Activity >> Pictures aside, repeat every record below exactly.

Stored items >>
=== Section Start ===

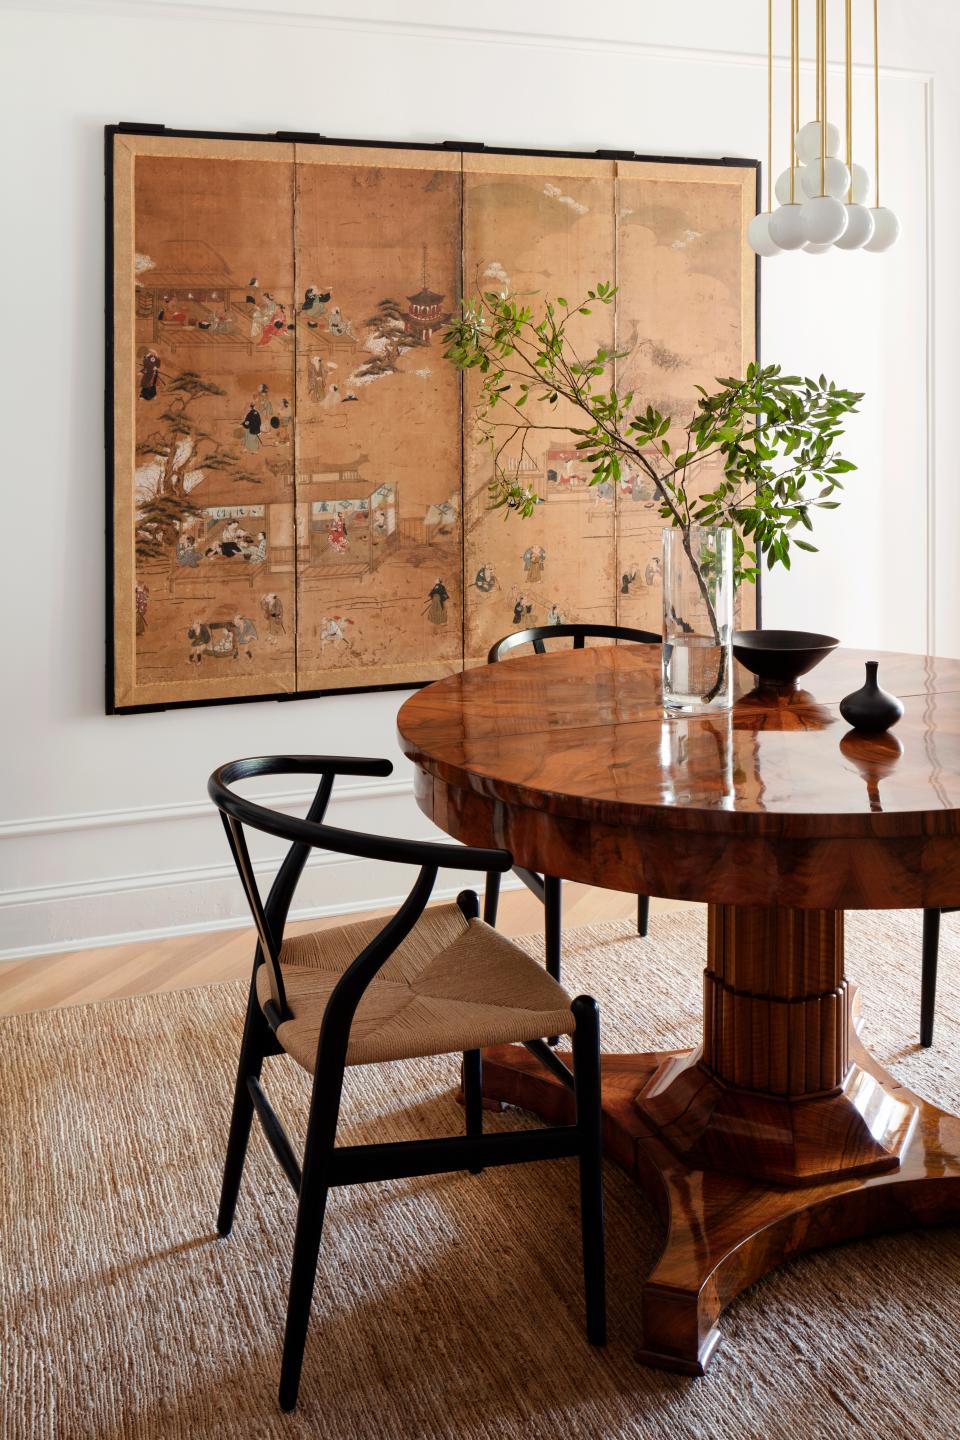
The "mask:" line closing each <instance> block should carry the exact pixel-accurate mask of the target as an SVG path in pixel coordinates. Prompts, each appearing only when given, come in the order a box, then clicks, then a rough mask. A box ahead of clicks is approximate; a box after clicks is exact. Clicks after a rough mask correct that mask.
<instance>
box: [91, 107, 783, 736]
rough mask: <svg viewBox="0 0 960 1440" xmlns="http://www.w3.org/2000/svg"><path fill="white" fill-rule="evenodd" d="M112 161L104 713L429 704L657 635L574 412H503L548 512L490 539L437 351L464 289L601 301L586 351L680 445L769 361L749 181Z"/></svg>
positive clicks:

=== Section End ===

Task response >>
The "mask:" line closing each <instance> block should carry the exact pixel-accurate mask of the target as an SVG path in pixel coordinates. Prompts, each appearing only when given, come in the order a box, then clicks, then a rough mask. A box ahead of clicks is approximate; a box after clicks is exact. Clicks after a rough mask correct that mask.
<instance>
box: [91, 107, 783, 736]
rough mask: <svg viewBox="0 0 960 1440" xmlns="http://www.w3.org/2000/svg"><path fill="white" fill-rule="evenodd" d="M112 161L104 713L429 704L657 635L574 412H503L548 512L490 539L437 351L464 289L601 301L586 351L680 445L769 361L749 181Z"/></svg>
positive clicks:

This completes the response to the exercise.